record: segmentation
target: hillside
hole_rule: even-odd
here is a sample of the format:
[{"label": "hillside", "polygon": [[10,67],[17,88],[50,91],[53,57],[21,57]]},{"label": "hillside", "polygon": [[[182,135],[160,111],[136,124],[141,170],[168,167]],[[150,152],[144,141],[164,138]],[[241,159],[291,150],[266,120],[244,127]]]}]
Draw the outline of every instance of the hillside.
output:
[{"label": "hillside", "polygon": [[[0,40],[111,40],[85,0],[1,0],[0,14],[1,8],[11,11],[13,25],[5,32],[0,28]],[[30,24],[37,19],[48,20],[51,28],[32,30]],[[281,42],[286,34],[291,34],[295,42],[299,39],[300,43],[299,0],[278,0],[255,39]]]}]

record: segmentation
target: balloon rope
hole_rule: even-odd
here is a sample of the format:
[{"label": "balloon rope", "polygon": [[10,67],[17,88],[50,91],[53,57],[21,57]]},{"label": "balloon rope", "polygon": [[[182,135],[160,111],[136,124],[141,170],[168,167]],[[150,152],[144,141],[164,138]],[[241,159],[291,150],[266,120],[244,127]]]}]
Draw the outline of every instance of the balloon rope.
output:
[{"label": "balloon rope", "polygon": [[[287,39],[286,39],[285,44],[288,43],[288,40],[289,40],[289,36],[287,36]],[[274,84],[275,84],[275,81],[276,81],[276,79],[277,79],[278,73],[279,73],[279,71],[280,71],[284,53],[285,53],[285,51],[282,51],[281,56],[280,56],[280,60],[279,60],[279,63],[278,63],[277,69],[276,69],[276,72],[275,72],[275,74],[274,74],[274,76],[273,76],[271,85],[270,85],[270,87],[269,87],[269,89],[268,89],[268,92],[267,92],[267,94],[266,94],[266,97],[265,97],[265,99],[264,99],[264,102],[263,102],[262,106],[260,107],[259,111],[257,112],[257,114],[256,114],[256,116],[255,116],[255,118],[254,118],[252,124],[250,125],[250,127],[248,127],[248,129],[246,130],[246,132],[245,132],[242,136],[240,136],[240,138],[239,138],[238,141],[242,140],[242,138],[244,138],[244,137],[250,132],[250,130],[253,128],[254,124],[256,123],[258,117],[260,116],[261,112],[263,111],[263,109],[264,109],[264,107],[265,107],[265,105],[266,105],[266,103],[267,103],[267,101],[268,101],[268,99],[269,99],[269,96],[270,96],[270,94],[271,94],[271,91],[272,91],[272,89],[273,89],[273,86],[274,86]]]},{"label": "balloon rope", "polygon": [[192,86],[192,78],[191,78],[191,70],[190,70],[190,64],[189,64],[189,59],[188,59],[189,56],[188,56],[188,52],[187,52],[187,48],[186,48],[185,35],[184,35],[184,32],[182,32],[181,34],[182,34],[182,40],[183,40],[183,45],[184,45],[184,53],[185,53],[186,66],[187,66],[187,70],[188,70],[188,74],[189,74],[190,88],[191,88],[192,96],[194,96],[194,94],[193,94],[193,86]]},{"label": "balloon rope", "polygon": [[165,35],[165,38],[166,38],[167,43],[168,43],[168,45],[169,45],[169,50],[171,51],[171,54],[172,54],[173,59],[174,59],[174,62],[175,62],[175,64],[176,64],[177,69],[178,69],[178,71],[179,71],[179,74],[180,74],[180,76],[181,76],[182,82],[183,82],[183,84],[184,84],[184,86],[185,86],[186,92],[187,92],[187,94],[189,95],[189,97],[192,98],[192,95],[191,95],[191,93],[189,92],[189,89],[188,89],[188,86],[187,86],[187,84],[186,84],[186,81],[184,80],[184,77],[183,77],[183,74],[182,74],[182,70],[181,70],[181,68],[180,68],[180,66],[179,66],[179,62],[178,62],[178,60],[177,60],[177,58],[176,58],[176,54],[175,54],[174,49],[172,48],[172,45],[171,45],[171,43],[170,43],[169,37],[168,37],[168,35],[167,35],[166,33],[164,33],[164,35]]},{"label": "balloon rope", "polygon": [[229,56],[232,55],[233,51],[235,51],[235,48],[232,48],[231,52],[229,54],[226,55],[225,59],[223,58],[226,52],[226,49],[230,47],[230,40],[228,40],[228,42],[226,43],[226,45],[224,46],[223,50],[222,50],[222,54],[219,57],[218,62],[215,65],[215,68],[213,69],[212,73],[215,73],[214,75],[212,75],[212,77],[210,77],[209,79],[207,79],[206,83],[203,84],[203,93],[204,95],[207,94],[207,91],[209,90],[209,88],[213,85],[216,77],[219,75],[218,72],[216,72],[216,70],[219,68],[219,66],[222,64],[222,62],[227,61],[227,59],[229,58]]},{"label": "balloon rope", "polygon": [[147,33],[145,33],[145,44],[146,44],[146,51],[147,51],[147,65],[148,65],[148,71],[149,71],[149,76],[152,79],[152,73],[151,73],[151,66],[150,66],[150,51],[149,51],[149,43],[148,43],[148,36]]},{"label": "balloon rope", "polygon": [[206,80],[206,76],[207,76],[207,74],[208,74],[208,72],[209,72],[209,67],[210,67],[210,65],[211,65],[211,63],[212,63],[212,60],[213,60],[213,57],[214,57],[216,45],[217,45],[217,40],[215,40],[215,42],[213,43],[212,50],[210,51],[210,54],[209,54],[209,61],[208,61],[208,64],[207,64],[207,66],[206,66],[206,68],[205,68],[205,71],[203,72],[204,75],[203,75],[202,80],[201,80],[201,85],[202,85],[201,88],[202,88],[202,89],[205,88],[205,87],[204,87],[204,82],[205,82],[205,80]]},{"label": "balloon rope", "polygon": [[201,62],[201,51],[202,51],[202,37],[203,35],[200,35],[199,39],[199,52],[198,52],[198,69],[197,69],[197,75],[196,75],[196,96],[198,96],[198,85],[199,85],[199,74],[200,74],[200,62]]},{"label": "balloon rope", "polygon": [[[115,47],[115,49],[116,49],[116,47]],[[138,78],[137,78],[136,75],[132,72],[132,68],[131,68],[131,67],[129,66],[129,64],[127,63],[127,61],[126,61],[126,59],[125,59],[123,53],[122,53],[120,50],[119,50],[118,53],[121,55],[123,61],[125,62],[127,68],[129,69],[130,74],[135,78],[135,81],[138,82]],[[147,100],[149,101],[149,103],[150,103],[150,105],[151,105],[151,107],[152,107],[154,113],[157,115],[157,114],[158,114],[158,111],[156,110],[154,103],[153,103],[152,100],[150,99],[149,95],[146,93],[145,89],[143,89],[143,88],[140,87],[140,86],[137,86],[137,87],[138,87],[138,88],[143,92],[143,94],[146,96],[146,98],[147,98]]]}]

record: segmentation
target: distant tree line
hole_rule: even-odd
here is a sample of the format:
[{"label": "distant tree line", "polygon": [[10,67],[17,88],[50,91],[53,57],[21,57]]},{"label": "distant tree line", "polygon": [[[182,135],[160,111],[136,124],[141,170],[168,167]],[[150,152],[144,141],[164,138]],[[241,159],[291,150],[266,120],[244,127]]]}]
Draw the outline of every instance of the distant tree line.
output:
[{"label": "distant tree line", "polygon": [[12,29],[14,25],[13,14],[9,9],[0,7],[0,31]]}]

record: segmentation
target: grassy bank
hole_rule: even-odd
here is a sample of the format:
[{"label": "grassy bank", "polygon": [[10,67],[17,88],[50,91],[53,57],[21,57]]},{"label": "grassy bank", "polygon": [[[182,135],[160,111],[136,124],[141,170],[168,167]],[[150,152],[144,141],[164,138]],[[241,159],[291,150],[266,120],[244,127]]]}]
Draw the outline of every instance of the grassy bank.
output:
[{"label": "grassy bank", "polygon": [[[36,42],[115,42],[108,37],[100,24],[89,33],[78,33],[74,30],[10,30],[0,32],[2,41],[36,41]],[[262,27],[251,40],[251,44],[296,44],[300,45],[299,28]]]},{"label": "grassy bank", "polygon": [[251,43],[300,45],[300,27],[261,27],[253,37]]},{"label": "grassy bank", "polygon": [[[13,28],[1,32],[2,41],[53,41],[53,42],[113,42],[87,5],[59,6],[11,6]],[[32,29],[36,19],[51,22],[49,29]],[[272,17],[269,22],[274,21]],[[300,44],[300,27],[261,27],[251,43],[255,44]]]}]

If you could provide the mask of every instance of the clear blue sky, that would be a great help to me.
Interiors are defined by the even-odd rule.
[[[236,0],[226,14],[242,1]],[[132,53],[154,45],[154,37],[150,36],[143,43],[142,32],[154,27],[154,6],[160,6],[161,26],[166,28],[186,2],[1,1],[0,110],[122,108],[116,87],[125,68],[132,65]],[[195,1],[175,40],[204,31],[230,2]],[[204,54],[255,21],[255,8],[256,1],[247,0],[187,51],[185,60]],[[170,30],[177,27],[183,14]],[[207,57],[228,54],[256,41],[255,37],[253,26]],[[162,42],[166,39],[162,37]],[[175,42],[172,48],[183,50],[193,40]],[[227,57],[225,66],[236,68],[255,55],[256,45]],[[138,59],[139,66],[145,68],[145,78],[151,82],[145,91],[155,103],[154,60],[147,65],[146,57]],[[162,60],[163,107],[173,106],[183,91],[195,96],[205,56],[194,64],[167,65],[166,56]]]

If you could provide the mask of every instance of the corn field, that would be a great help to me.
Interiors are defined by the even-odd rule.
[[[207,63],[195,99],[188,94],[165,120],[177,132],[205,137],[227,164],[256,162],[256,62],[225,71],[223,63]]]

• • •

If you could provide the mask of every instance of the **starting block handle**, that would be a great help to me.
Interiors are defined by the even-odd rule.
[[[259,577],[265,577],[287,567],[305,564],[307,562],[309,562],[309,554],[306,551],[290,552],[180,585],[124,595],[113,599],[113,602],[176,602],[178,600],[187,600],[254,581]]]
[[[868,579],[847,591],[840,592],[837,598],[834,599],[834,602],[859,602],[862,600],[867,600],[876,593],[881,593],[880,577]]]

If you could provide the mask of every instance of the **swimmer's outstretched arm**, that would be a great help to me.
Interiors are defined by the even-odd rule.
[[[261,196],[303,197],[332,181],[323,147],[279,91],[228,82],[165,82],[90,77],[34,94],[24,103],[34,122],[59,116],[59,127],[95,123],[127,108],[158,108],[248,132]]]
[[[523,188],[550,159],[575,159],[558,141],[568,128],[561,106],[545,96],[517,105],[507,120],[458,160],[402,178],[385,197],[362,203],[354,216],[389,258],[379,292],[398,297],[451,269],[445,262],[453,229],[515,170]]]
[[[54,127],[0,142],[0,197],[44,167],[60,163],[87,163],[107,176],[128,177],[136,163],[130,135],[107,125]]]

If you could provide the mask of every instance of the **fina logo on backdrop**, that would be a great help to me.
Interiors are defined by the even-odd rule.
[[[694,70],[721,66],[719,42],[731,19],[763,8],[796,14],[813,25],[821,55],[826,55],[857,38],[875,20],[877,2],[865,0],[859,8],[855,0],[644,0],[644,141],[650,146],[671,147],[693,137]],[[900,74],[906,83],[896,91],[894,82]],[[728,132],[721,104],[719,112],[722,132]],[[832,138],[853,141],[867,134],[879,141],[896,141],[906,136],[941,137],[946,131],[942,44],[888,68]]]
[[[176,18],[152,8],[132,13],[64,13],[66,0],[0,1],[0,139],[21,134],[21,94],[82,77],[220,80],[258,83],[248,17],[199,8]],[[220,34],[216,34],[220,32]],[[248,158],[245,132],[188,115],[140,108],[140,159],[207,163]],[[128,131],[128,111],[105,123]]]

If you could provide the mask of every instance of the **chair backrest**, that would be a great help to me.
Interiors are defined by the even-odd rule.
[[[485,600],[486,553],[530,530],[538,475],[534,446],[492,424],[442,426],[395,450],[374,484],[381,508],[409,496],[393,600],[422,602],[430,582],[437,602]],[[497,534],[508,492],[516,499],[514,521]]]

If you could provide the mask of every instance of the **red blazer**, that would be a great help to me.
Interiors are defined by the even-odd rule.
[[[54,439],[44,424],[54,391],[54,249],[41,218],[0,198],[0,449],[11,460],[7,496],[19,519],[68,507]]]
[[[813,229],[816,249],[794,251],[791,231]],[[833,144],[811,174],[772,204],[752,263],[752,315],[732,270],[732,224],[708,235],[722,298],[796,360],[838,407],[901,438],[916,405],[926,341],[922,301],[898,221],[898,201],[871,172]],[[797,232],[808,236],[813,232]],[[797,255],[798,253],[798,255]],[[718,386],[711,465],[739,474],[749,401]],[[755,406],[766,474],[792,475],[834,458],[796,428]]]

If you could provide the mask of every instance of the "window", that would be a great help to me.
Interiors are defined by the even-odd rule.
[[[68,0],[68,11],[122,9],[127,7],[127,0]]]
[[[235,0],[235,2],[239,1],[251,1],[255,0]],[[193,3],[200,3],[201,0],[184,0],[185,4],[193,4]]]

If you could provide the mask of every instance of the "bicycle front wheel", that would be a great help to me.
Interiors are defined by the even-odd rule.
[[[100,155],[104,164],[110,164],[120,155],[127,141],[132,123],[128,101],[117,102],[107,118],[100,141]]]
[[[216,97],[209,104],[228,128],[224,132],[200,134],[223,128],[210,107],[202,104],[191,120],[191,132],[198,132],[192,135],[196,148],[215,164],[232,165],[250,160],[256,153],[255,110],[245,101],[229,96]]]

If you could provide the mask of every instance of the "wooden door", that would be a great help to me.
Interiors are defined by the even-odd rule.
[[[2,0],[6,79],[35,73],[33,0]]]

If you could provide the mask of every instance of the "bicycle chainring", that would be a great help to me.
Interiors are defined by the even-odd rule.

• • •

• EXERCISE INSTRUCTIONS: Which lines in the rows above contain the string "target"? Pick out each one and copy it in full.

• OUTPUT OF THE EXERCISE:
target: hillside
target: balloon rope
target: distant tree line
target: grassy bank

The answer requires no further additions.